-- BEGIN --

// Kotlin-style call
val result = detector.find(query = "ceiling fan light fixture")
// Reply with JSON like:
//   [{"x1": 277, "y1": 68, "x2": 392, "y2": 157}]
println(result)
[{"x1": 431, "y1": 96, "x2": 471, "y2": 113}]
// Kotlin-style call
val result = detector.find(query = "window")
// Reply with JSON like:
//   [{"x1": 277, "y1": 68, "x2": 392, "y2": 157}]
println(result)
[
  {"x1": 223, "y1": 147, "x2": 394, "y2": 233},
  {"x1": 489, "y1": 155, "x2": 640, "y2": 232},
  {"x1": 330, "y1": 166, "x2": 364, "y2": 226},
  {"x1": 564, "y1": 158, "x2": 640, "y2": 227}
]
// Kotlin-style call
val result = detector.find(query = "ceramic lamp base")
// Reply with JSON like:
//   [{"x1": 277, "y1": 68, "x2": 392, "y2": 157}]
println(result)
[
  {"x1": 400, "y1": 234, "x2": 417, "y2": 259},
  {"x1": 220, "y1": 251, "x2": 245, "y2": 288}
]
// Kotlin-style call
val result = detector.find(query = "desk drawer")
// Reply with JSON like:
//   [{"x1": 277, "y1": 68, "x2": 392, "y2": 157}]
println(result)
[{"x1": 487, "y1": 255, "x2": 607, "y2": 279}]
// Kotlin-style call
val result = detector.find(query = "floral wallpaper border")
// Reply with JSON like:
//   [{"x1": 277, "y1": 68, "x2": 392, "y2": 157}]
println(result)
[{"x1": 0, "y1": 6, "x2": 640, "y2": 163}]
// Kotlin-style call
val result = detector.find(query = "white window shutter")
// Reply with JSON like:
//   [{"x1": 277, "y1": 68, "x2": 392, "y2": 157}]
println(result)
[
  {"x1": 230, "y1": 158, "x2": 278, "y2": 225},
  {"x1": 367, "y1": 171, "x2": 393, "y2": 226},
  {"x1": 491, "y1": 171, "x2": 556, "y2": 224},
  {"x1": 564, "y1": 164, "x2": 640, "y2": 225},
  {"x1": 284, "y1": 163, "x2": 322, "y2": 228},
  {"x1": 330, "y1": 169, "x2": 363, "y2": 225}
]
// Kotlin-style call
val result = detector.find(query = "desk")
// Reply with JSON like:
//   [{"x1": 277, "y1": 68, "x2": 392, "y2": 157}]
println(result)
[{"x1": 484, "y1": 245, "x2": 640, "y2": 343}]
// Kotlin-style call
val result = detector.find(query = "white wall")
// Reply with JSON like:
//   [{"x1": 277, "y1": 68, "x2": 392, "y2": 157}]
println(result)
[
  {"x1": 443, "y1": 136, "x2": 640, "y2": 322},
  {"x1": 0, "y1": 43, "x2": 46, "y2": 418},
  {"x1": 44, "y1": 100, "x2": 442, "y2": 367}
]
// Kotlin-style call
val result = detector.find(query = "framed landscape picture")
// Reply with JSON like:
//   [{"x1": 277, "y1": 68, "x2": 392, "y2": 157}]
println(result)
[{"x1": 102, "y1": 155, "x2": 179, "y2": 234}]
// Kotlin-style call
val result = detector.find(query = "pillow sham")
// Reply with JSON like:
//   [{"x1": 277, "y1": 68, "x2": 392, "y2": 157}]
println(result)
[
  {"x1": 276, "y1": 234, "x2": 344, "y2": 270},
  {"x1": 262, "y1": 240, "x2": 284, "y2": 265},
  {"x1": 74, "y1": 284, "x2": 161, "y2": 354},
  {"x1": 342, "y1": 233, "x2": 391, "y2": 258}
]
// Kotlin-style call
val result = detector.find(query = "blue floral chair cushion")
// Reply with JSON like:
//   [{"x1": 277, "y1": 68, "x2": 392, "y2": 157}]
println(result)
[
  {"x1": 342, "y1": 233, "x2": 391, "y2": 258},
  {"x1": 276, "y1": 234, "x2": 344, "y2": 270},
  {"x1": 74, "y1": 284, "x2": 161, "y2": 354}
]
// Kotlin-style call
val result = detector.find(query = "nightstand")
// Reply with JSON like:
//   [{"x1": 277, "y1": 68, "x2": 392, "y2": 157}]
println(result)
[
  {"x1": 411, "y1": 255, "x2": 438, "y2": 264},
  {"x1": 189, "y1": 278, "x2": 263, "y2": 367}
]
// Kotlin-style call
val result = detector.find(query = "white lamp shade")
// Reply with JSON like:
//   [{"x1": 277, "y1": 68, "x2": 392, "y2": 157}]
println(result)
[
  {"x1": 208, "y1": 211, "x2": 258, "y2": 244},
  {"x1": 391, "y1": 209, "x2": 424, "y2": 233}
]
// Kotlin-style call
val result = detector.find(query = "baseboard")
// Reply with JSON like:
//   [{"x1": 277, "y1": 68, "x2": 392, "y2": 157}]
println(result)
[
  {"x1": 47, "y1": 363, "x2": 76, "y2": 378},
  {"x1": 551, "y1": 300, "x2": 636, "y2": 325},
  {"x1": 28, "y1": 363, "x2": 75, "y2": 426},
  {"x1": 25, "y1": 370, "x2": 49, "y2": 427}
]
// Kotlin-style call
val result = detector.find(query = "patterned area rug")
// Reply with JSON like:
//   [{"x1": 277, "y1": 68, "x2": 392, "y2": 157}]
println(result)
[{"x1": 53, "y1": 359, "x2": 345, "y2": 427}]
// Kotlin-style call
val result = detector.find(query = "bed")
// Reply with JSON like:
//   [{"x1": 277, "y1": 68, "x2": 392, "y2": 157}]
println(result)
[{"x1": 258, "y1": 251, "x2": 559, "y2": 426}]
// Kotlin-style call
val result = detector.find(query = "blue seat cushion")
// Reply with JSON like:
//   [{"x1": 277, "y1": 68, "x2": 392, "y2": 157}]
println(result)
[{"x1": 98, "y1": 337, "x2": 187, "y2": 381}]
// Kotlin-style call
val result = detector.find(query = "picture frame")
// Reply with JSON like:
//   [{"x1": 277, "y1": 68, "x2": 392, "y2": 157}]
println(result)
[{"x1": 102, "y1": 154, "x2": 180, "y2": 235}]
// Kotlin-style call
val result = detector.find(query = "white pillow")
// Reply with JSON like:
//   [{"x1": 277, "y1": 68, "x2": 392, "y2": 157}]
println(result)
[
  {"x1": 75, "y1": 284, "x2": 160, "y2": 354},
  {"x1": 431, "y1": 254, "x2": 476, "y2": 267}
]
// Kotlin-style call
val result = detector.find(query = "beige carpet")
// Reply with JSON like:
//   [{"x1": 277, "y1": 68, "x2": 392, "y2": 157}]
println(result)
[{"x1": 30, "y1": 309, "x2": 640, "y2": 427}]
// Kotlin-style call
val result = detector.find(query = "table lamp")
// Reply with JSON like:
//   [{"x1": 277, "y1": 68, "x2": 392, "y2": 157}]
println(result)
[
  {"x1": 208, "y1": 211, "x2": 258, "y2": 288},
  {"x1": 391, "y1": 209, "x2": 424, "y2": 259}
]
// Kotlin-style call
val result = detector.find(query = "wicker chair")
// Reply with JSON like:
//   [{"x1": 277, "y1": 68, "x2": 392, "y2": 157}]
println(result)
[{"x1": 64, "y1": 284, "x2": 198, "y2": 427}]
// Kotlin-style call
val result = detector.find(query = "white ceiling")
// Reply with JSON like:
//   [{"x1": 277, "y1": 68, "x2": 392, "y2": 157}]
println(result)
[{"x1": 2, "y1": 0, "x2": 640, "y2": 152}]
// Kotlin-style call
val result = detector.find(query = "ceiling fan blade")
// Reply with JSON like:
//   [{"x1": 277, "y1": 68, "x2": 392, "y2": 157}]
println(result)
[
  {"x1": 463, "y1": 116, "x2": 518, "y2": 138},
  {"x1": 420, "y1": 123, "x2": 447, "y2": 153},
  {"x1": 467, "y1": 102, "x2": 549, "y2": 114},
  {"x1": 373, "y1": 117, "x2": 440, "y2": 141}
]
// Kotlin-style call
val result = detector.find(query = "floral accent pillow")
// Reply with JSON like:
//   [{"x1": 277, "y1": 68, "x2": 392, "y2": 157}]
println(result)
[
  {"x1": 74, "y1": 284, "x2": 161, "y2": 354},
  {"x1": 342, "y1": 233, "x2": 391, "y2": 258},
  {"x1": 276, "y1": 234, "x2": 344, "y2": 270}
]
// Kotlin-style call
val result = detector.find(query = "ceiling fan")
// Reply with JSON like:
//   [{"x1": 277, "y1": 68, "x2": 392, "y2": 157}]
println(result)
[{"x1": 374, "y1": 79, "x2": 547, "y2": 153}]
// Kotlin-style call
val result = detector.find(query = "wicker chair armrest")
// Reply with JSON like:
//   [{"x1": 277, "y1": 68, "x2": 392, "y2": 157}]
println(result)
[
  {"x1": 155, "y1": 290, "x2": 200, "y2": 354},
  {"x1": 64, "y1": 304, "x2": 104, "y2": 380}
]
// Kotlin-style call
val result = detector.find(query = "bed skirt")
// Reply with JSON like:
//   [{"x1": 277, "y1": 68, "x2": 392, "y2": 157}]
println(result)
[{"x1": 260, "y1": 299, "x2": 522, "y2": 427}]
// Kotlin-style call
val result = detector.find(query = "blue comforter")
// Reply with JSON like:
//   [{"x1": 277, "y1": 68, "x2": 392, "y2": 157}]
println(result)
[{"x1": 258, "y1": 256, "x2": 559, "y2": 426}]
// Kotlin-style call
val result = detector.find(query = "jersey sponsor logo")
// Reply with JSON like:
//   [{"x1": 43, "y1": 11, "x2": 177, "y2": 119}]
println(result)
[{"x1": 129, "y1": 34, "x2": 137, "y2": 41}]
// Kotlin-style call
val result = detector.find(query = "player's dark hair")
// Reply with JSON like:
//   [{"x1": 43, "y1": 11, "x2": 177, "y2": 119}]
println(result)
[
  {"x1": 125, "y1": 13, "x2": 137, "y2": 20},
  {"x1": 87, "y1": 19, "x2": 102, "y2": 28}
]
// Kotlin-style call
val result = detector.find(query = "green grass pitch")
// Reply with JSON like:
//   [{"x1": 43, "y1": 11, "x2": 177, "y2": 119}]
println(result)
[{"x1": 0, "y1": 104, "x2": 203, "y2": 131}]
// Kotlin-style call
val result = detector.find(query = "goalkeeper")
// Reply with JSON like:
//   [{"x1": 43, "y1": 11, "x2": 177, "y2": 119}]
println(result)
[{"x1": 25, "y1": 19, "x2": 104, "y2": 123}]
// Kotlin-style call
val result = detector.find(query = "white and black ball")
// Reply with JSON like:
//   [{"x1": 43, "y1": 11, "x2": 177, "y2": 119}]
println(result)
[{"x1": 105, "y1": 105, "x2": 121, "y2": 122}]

-- END --

> _Task instructions_:
List every line of the items above that contains the word "pillow", copying each line in full.

> _Answer to this problem_:
val result = detector.find(query = "pillow sham")
val result = detector.find(query = "white pillow")
val result = detector.find(query = "floral accent pillow")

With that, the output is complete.